Point placement records:
★ ★ ★ ★ ★

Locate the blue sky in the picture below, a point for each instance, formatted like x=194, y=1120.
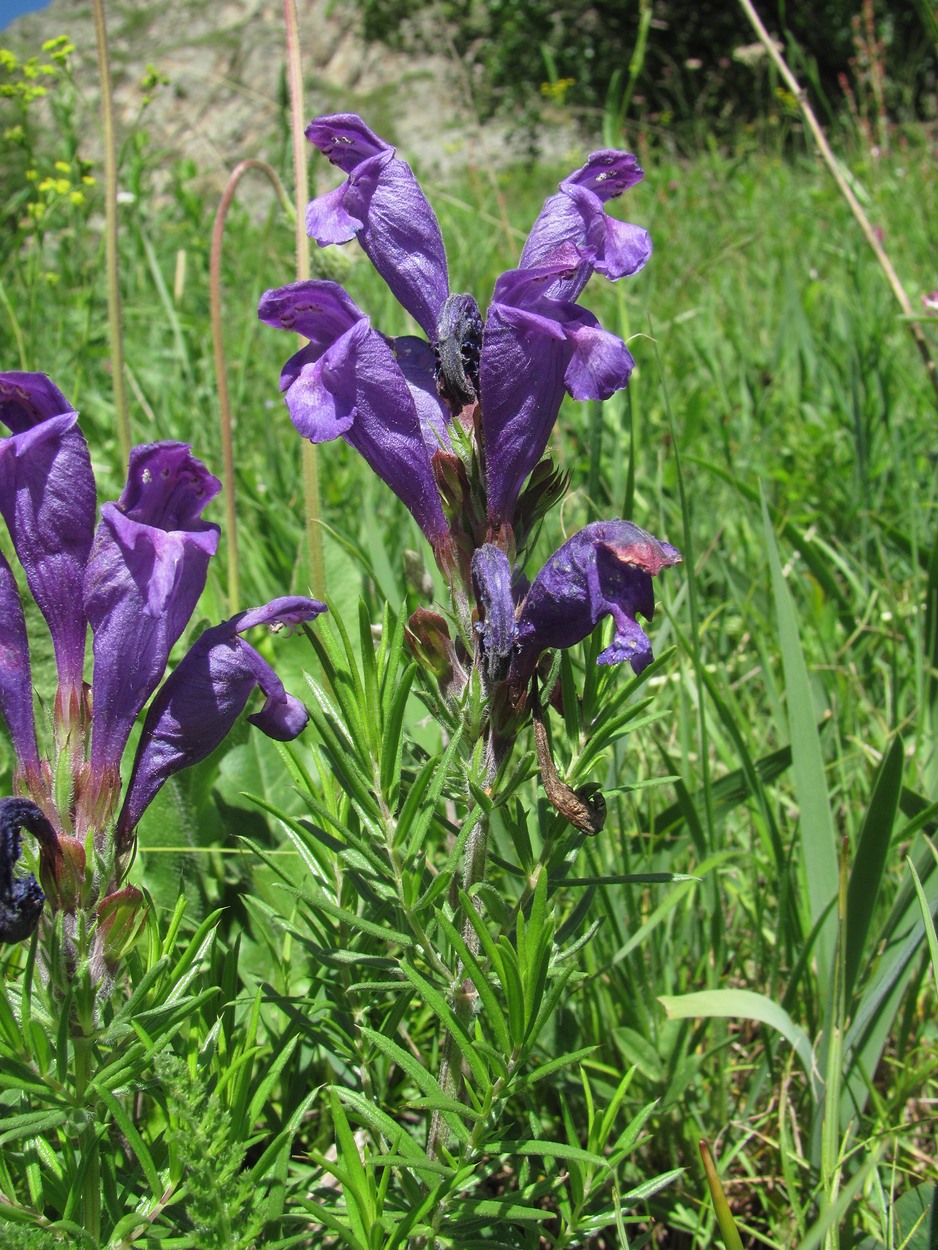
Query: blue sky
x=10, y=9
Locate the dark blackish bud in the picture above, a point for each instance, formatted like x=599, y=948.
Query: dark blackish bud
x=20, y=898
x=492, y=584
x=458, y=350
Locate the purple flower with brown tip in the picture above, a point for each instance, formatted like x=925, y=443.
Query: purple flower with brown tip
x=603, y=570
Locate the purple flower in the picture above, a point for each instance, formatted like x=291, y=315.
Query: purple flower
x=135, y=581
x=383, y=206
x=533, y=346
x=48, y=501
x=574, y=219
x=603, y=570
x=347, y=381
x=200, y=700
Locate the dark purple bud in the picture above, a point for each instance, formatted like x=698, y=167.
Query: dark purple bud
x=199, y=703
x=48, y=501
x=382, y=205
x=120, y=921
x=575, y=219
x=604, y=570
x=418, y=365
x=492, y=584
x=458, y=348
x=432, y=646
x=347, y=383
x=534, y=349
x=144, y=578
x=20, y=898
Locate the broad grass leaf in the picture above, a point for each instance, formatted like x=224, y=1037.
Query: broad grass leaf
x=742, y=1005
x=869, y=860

★ ★ ★ ★ ★

TASK TO CARRY OUT: Starting at the line containing "Locate the broad" and ending with the last line of the records, rewrite those lines with "broad grass leaf" changed to "wide grass blade" and nothing else altered.

WRITTEN RESPONSE:
Locate the wide grass blade in the picture above, a point for each instance, formatted like x=224, y=1037.
Query: wide grass blade
x=742, y=1005
x=869, y=860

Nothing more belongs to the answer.